PROVIDED ENTRIES Block Start

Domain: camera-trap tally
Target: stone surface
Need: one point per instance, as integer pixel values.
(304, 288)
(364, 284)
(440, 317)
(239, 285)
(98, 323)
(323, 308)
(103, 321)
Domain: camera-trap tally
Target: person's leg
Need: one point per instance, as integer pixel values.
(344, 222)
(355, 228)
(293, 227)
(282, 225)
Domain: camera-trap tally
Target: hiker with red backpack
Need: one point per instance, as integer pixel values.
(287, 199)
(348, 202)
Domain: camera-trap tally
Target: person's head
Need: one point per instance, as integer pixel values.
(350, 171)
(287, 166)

PROVIDED ENTRIES Block End

■ WHAT NEEDS TO BE DONE:
Scan the data above for the word "Target". Copy every line in which it is found.

■ RESPONSE TO THE TASK:
Target: stone surface
Target: person's leg
Target: hiker with red backpack
Target: person's head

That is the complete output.